* _Task prompt_
Print all of the data exactly.

* _Some records_
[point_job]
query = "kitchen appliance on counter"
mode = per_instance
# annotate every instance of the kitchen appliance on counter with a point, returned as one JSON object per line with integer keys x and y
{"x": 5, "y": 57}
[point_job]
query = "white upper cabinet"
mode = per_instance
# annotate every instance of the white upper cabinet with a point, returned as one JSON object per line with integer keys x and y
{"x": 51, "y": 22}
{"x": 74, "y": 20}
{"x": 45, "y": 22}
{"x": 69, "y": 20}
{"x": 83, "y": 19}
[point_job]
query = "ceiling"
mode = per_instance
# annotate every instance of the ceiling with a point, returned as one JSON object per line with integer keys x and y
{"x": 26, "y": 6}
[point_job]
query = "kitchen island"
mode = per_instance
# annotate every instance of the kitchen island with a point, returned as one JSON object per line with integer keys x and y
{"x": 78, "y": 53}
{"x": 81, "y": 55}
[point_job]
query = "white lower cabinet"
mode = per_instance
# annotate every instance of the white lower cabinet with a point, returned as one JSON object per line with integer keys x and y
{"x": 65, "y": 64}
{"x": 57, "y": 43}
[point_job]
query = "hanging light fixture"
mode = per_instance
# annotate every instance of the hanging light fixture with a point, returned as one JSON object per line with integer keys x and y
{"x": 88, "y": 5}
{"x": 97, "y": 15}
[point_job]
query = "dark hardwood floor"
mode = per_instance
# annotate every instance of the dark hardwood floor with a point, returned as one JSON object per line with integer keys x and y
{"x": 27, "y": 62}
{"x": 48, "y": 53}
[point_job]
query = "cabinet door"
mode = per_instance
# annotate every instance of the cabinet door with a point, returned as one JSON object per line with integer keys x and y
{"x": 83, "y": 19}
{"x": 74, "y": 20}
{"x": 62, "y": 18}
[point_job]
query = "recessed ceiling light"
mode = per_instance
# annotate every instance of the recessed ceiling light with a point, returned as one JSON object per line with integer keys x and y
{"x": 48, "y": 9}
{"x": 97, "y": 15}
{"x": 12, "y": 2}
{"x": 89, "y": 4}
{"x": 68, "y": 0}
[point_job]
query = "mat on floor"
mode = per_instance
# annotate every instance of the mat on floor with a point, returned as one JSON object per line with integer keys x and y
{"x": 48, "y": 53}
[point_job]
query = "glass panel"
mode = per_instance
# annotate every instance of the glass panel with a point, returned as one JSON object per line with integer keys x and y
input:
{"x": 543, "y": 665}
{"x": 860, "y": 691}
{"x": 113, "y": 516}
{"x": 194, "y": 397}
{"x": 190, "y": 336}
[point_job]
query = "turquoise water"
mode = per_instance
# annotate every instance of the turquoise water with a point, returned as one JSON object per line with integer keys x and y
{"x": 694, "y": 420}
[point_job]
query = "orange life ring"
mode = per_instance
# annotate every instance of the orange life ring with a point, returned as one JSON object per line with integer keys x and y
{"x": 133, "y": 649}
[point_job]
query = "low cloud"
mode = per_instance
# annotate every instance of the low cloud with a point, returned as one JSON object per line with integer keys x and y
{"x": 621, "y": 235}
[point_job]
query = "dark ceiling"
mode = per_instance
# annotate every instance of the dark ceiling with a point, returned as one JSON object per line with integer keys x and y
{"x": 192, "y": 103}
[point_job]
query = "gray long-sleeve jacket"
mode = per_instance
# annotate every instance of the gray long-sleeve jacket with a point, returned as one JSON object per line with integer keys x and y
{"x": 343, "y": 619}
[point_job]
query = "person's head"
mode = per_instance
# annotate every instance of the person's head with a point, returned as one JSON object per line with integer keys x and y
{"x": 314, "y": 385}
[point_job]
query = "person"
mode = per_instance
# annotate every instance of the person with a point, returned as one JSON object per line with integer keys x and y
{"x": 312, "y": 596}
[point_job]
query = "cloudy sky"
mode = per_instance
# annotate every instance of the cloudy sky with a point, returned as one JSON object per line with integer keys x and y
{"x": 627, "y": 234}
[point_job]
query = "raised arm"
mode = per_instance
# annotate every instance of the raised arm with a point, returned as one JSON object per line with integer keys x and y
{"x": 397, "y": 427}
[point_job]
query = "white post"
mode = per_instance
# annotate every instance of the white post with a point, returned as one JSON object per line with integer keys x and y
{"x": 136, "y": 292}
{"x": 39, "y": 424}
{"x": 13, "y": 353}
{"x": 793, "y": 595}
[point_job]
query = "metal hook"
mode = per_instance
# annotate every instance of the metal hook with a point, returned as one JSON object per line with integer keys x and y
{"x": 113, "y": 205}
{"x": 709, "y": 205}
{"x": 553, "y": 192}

* _Finished exercise_
[point_job]
query = "kitchen appliance on counter"
mode = per_instance
# annotate every instance of the kitchen appliance on counter with a point, returned as one JSON object per line with integer keys x and y
{"x": 5, "y": 57}
[point_job]
query = "white upper cabinet"
mode = per_instance
# annotate every instance of the white upper cabinet with a point, returned as one JSON object per line with integer keys x and y
{"x": 51, "y": 22}
{"x": 74, "y": 20}
{"x": 45, "y": 22}
{"x": 69, "y": 20}
{"x": 83, "y": 19}
[point_job]
query = "ceiling"
mode = per_instance
# annotate every instance of the ceiling with a point, returned as one JSON object per line with integer keys x and y
{"x": 26, "y": 6}
[point_job]
query = "kitchen island"
mode = per_instance
# annotate every instance of the kitchen island with a point, returned as one JSON object per line with integer keys x and y
{"x": 78, "y": 53}
{"x": 81, "y": 55}
[point_job]
query = "white lower cabinet"
mode = per_instance
# annotate every instance of the white lower cabinet with a point, returned as one JSON object per line with integer keys x and y
{"x": 65, "y": 64}
{"x": 57, "y": 43}
[point_job]
query = "hanging light fixture"
mode = per_instance
# annotate every instance of the hanging light fixture with a point, returned as one JSON object per line with integer keys x and y
{"x": 88, "y": 5}
{"x": 97, "y": 15}
[point_job]
query = "dark hardwood floor"
mode = per_instance
# annotate every instance of the dark hardwood floor with a point, returned as one JSON object per line with integer keys x and y
{"x": 27, "y": 62}
{"x": 48, "y": 53}
[point_job]
query = "cabinet door"
mode = per_instance
# annotate every instance of the cabinet door with a point, returned as one JSON object per line with integer keys x and y
{"x": 83, "y": 19}
{"x": 74, "y": 20}
{"x": 62, "y": 18}
[point_job]
query = "recessed ceiling light"
mode = per_instance
# annotate every instance of the recessed ceiling light with a point, returned as one JSON object per line with integer keys x and y
{"x": 48, "y": 9}
{"x": 97, "y": 15}
{"x": 12, "y": 2}
{"x": 89, "y": 4}
{"x": 68, "y": 0}
[point_job]
query = "mat on floor"
mode = per_instance
# annotate every instance of the mat on floor with a point, returned as one JSON object per line with integer keys x and y
{"x": 48, "y": 53}
[point_job]
query = "glass panel"
mode = per_instance
# annotate every instance of the glass panel with a point, returned as one JSON object per line with integer keys x and y
input:
{"x": 543, "y": 665}
{"x": 860, "y": 691}
{"x": 113, "y": 516}
{"x": 194, "y": 397}
{"x": 190, "y": 336}
[point_job]
query = "turquoise water"
mode = per_instance
# annotate every instance of the turquoise water with a point, returned as one JSON object per line with integer keys x and y
{"x": 694, "y": 420}
[point_job]
query = "orange life ring"
mode = per_instance
# annotate every instance of the orange life ring with a point, returned as one JSON object per line with integer keys x and y
{"x": 133, "y": 649}
[point_job]
query = "low cloud"
mode = per_instance
# annotate every instance of the low cloud with a point, returned as one JSON object per line with integer keys x and y
{"x": 621, "y": 235}
[point_job]
query = "dark ceiling"
mode = per_instance
# annotate every instance of the dark ceiling with a point, returned as one JSON object per line with integer keys x and y
{"x": 192, "y": 103}
[point_job]
query = "gray long-sleeve jacket"
mode = per_instance
# annotate every instance of the gray long-sleeve jacket with a point, returned as one JSON object per line with integer keys x and y
{"x": 343, "y": 619}
[point_job]
query = "person's head"
mode = per_instance
# annotate every instance of the person's head with a point, returned as one JSON object per line with integer keys x and y
{"x": 314, "y": 385}
[point_job]
query = "person"
mode = per_instance
# annotate every instance of the person with a point, returned as one JSON object per line with integer keys x and y
{"x": 312, "y": 596}
[point_job]
query = "cloudy sky"
mode = per_instance
# annotate every instance of the cloudy sky with a point, returned as one JSON object per line with integer keys x and y
{"x": 627, "y": 234}
[point_job]
query = "raised arm"
mode = per_instance
# annotate every instance of the raised arm with a point, returned as one JSON object per line with integer keys x and y
{"x": 397, "y": 427}
[point_job]
query = "white post"
mode = per_instance
# annotate every instance of the white post with a point, returned as one JSON object per line with integer keys x and y
{"x": 136, "y": 292}
{"x": 39, "y": 424}
{"x": 13, "y": 353}
{"x": 793, "y": 595}
[point_job]
query = "metal hook"
mode = per_instance
# annotate every instance of the metal hook with a point, returned as one JSON object per line with integer keys x and y
{"x": 113, "y": 205}
{"x": 709, "y": 205}
{"x": 553, "y": 192}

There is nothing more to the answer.